▸ **Material for this exercise**:
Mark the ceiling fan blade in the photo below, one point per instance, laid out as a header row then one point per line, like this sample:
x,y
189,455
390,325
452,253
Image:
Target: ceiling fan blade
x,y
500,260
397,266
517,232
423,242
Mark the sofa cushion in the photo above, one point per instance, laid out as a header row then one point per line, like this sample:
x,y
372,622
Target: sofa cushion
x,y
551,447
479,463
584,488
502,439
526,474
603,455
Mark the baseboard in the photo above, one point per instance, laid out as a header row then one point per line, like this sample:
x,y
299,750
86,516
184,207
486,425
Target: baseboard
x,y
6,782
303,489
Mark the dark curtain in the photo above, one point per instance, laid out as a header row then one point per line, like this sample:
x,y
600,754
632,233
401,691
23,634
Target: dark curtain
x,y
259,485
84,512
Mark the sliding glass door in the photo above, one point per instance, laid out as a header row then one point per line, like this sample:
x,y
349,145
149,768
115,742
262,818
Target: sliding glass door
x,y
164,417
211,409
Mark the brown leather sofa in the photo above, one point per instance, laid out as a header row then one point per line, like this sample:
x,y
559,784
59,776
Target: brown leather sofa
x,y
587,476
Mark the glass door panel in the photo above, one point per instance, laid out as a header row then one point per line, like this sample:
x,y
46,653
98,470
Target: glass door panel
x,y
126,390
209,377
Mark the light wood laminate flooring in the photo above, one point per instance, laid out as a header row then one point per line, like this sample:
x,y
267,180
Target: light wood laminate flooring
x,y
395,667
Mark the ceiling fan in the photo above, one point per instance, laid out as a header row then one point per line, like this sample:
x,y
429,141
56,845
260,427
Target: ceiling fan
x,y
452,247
...
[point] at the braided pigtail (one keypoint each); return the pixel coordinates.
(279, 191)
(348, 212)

▸ **Goal**: Pull out every line of the records above that contains the word "blade", and copy each one in full.

▸ **Reply to the task**:
Mark the ceiling fan blade in the photo below, one point per instance, laid out as a header row then one point per line, like this sample:
Target: ceiling fan blade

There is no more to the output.